● WORK TO COMPLETE: Return all the entries word for word, minus the pictures.

● PROVIDED RECORDS:
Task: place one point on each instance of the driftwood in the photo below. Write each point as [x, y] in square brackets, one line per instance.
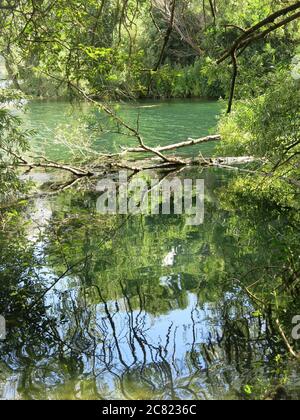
[116, 162]
[189, 142]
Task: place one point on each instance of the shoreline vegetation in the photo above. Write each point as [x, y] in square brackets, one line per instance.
[109, 53]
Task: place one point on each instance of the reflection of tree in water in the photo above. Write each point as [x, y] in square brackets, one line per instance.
[123, 323]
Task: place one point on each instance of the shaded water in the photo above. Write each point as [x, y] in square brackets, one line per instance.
[144, 307]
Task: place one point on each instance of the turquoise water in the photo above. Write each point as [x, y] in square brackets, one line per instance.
[160, 123]
[143, 307]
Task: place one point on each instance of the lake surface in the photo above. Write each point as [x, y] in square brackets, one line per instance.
[142, 307]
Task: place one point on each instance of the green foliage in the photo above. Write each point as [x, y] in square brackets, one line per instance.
[268, 128]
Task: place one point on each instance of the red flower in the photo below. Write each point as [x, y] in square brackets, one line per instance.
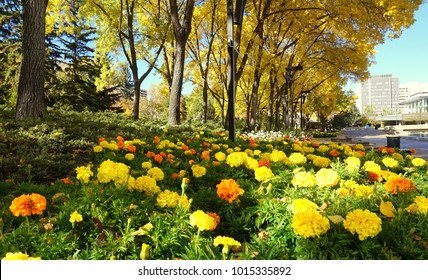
[132, 148]
[28, 204]
[334, 153]
[228, 189]
[264, 163]
[158, 158]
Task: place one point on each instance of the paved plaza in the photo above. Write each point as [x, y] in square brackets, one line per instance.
[379, 138]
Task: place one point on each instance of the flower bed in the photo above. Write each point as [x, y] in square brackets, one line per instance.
[204, 197]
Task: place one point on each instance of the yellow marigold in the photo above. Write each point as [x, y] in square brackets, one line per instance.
[98, 149]
[302, 205]
[419, 205]
[236, 159]
[171, 199]
[251, 163]
[363, 222]
[198, 171]
[156, 173]
[147, 185]
[19, 257]
[146, 165]
[277, 156]
[297, 158]
[310, 224]
[362, 190]
[28, 204]
[304, 179]
[145, 251]
[352, 164]
[390, 162]
[387, 209]
[75, 217]
[397, 185]
[263, 174]
[104, 144]
[359, 147]
[110, 171]
[84, 173]
[227, 242]
[308, 150]
[327, 178]
[220, 156]
[419, 162]
[397, 156]
[371, 166]
[201, 220]
[322, 162]
[229, 190]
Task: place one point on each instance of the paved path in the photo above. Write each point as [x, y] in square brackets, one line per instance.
[378, 138]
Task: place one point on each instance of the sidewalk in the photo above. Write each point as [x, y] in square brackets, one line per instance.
[378, 138]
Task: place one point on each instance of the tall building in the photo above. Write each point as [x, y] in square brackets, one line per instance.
[379, 96]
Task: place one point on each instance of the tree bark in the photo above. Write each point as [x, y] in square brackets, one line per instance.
[181, 34]
[31, 101]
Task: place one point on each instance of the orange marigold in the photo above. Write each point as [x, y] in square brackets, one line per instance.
[229, 190]
[28, 204]
[67, 181]
[361, 153]
[397, 185]
[120, 144]
[132, 148]
[216, 219]
[205, 155]
[374, 177]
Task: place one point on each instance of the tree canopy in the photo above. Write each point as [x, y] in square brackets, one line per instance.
[286, 49]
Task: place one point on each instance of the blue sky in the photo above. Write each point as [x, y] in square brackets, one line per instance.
[407, 56]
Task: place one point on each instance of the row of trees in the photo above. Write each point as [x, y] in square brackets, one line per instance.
[287, 52]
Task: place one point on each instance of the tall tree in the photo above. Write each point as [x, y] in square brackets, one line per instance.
[182, 25]
[31, 101]
[10, 49]
[131, 30]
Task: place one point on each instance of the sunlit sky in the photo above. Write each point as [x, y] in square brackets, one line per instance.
[406, 57]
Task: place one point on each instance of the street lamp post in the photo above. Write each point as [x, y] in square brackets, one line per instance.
[288, 97]
[234, 17]
[303, 95]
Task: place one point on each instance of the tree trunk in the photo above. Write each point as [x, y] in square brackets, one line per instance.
[31, 101]
[181, 34]
[177, 84]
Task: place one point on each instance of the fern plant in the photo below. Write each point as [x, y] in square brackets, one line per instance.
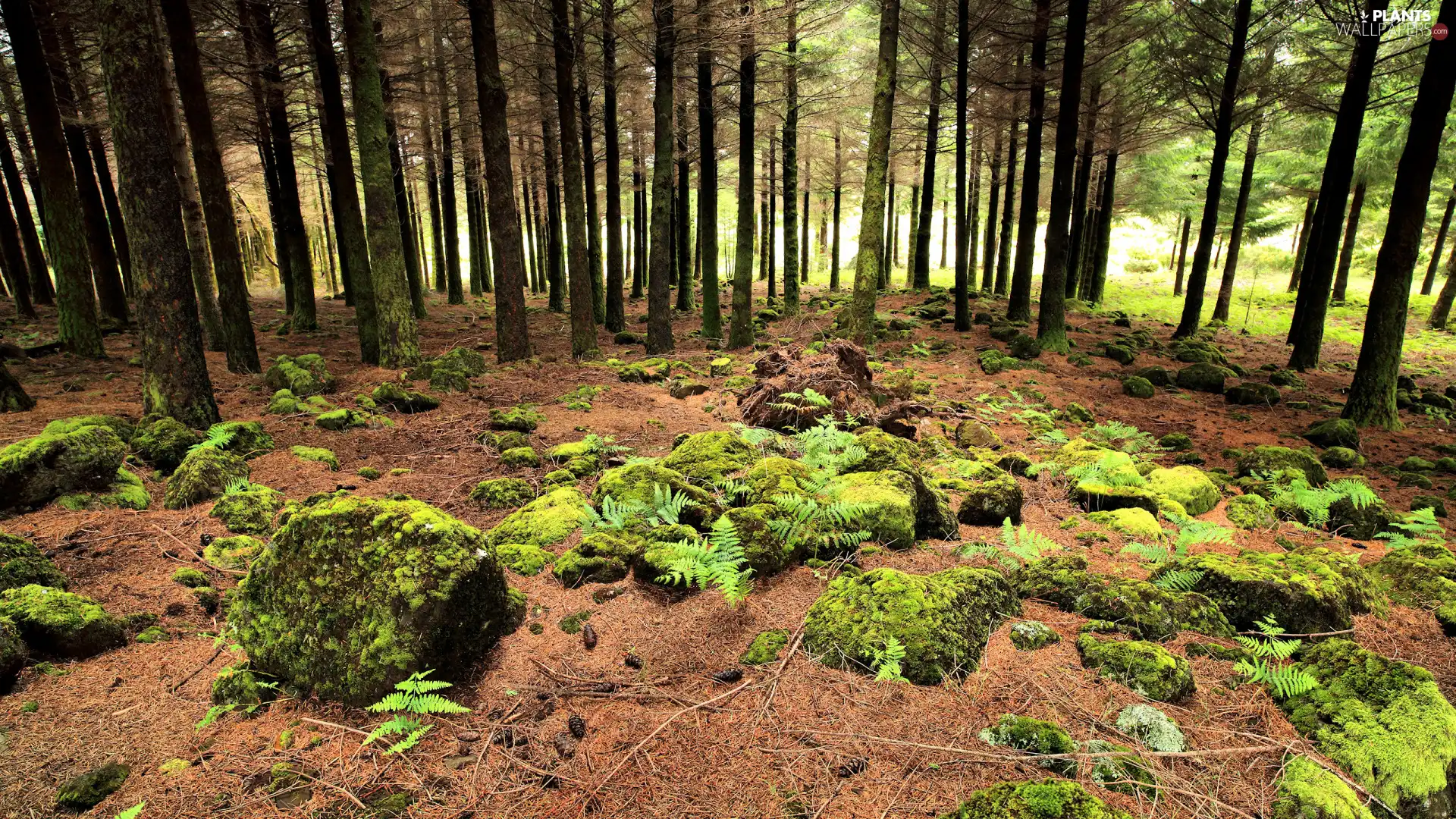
[715, 561]
[413, 698]
[1270, 665]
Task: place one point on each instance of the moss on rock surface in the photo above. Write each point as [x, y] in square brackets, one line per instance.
[36, 469]
[251, 510]
[1383, 722]
[1147, 668]
[1134, 605]
[1307, 591]
[1188, 485]
[548, 519]
[61, 624]
[354, 595]
[943, 620]
[1047, 799]
[711, 457]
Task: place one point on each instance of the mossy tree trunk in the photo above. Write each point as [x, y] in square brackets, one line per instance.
[175, 381]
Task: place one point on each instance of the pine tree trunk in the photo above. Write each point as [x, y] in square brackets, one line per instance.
[66, 226]
[1222, 136]
[861, 318]
[1347, 249]
[582, 327]
[1241, 210]
[1372, 390]
[174, 369]
[660, 267]
[1307, 330]
[1019, 305]
[398, 341]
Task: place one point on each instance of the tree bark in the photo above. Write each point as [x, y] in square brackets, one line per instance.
[861, 319]
[398, 341]
[174, 368]
[66, 226]
[1372, 390]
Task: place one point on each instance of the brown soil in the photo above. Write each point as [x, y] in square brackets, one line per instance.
[770, 745]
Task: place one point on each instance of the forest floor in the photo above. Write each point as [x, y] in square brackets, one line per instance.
[669, 741]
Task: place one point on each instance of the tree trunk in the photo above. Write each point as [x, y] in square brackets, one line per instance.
[582, 327]
[1222, 134]
[1347, 249]
[66, 226]
[398, 341]
[1372, 390]
[861, 319]
[174, 368]
[511, 338]
[1052, 312]
[1440, 242]
[1241, 210]
[660, 268]
[1019, 305]
[1307, 331]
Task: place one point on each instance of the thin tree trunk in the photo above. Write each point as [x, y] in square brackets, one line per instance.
[66, 226]
[174, 368]
[861, 319]
[1372, 390]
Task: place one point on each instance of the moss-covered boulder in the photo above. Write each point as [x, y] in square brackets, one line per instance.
[711, 457]
[91, 789]
[394, 395]
[164, 444]
[202, 475]
[993, 496]
[943, 620]
[60, 624]
[232, 553]
[545, 521]
[1307, 790]
[1047, 799]
[303, 375]
[22, 563]
[1147, 668]
[1188, 485]
[503, 493]
[1307, 591]
[1034, 736]
[1136, 607]
[354, 595]
[887, 500]
[1385, 722]
[251, 510]
[36, 469]
[127, 491]
[1277, 458]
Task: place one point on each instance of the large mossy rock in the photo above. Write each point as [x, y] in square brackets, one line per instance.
[60, 624]
[354, 595]
[943, 620]
[204, 474]
[22, 563]
[251, 510]
[545, 521]
[36, 469]
[1188, 485]
[1382, 720]
[1308, 591]
[303, 375]
[1136, 607]
[1047, 799]
[887, 499]
[711, 457]
[1147, 668]
[1279, 458]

● ANSWER FOR THIS EXERCISE:
Task: place one point on each instance of the driftwood in the photo below. Write each point as [x, y] in square brackets, one line per instance.
[116, 162]
[189, 142]
Task: place one point on each instance of the shoreline vegetation in the photo above. Write each point as [x, y] in square brackets, one line per instance.
[109, 53]
Task: place one point on each instance of the reflection of tree in water in the photo above. Write each point as [x, y] in square brackets, one line per instance.
[123, 323]
Task: place one point on each instance of the shaded water in the photo above. Write each point as [x, y] in square brackets, one line per instance.
[144, 307]
Task: place one point on each instance of the turquoise water in the photo above. Write each point as [x, y] in square brackets, one line per instance.
[160, 123]
[143, 307]
Task: place one point on each instance of the lake surface in the photo above. Write each point as [x, y] in square brackets, one line per instance.
[142, 307]
Task: place one point on each instance of the green foliage in the photo above. Write each point as [x, y] in square brackets, one line per instance.
[268, 128]
Task: place one point on each instance of the red flower in the photo below. Write each point as [x, y] in square brackets, one line per instance.
[132, 148]
[28, 204]
[334, 153]
[228, 189]
[264, 163]
[158, 158]
Task: place one point on each instance of the paved plaza in the photo above. Write each point as [x, y] in square brackets, one line per instance.
[379, 138]
Task: place one point on each instance of the flower bed in the photo above. Write each point as [x, y] in square brackets, one line per instance.
[204, 197]
Task: place one point on each instance of the yellow marigold in the photo above. Write each point as [x, y] in square brackets, one line per instance.
[98, 149]
[302, 205]
[419, 205]
[236, 159]
[171, 199]
[251, 163]
[363, 222]
[198, 171]
[156, 173]
[147, 185]
[19, 257]
[146, 165]
[277, 156]
[297, 158]
[310, 224]
[362, 190]
[28, 204]
[304, 179]
[145, 251]
[352, 164]
[390, 162]
[387, 209]
[75, 217]
[397, 185]
[263, 174]
[104, 144]
[359, 147]
[110, 171]
[84, 173]
[227, 242]
[308, 150]
[327, 178]
[220, 156]
[419, 162]
[397, 156]
[371, 166]
[201, 220]
[322, 162]
[229, 190]
Task: place one point on each instance of the paved path in the photo above. Write each point as [x, y] in square brackets, one line per instance.
[378, 138]
Task: place one point on each instance of the sidewalk in the photo above. Write each point as [x, y] in square brackets, one line per instance.
[378, 138]
Task: place one point on each instance of the tall building in the photo above. Write each point as [x, y] in square brackets, one line per instance.
[379, 96]
Task: place one point on each instance of the tree bark in the photo above. Write each point as [x, y] in square brackets, one line per instance.
[181, 34]
[31, 101]
Task: place one point on each instance of the orange marigold in the photo above. Write each point as [x, y] in square brackets, one line per instance.
[229, 190]
[28, 204]
[67, 181]
[361, 153]
[397, 185]
[120, 144]
[132, 148]
[216, 219]
[205, 155]
[374, 177]
Task: place one point on each instance of the tree canopy in the photo above. Write each point as [x, y] in square brackets, one line per instance.
[286, 49]
Task: place one point on each instance of the blue sky in the photo above. Write each point as [x, y] in square brackets, one line per instance.
[407, 56]
Task: place one point on each instance of the row of trees in the photo above. Write each point as [x, y] in square brackets, one line per instance.
[287, 52]
Task: place one point on each instance of the tall tree in the photo above. Write each point as [x, y] in square brackets, one line per instance.
[182, 25]
[31, 101]
[10, 49]
[131, 30]
Task: place one point on each instance of the sunlit sky in the photo above. Write each point as [x, y] in square brackets, one line per instance.
[406, 57]
Task: place one point on each instance of the street lamp post in the photo above. Write each point as [x, y] in square brackets, one line per instance.
[288, 97]
[234, 17]
[303, 95]
Task: place one point on each instance of the tree trunk in the photo above. Write each point as [x, y] in square brackets, one line per instance.
[31, 101]
[181, 34]
[177, 84]
Task: place one point on each instance of the fern plant in the photo below. Write each point as [x, y] in square brackets, one line per instance.
[715, 561]
[413, 698]
[1270, 665]
Task: place one point on each instance of the moss on rock surface in the photo above. Write each point as [x, y] in square brackets, one line per instance.
[36, 469]
[251, 510]
[1383, 722]
[1147, 668]
[1134, 605]
[1307, 591]
[1188, 485]
[548, 519]
[61, 624]
[354, 595]
[943, 620]
[1047, 799]
[711, 457]
Task: place one point on each instance of the mossy tree trunk in the photo above. Write each point as [x, y] in square brackets, one line per instance.
[175, 381]
Task: place one point on each instance of the pine tree trunk in the photo above. Write each point as [x, y] in square brackets, one line per instance.
[66, 226]
[1222, 136]
[861, 318]
[1347, 249]
[582, 327]
[1241, 210]
[1372, 390]
[174, 369]
[660, 267]
[1307, 330]
[1019, 305]
[398, 341]
Task: place one point on each instance of the tree bark in the photo above. Write each point as [x, y] in square brackets, one line per instance.
[861, 319]
[398, 341]
[174, 368]
[66, 226]
[1372, 390]
Task: place one point on each instance of the brown soil in the photo above. Write each point as [x, y] in square brackets, one line per instance.
[770, 745]
Task: place one point on each instance of the forest floor in the photo above. Write each point as [x, y] in square brackets, one line per instance.
[669, 741]
Task: place one point on each instance of the tree trunk in the photo above. Write each point as [x, y] in square brackets, one line per instance.
[582, 327]
[1222, 134]
[1347, 249]
[66, 226]
[398, 341]
[1372, 390]
[861, 319]
[174, 368]
[511, 338]
[1052, 312]
[1440, 242]
[1241, 210]
[660, 268]
[1019, 305]
[1307, 331]
Task: place one point on each instance of the thin tree trunk in the photo above. Write each point as [x, y] in square brackets, one line per instance.
[66, 226]
[174, 368]
[861, 319]
[1372, 390]
Task: place one point on each instance of the moss-covered boulder in the photo above. Write each point as [x, y] in square brackets, one line per instance.
[711, 457]
[91, 789]
[394, 395]
[164, 444]
[202, 475]
[993, 496]
[943, 620]
[60, 624]
[232, 553]
[545, 521]
[1307, 790]
[1047, 799]
[303, 375]
[22, 563]
[1147, 668]
[1188, 485]
[503, 493]
[1307, 591]
[1034, 736]
[1136, 607]
[354, 595]
[887, 500]
[1385, 722]
[251, 510]
[36, 469]
[127, 491]
[1277, 458]
Task: place one point on each instance of the large mossy rock in the photo above. Write each point as [x, y] in square brackets, one line per instance.
[60, 624]
[354, 595]
[943, 620]
[204, 474]
[22, 563]
[251, 510]
[545, 521]
[36, 469]
[1188, 485]
[1382, 720]
[1308, 591]
[303, 375]
[1136, 607]
[1047, 799]
[887, 499]
[711, 457]
[1147, 668]
[1279, 458]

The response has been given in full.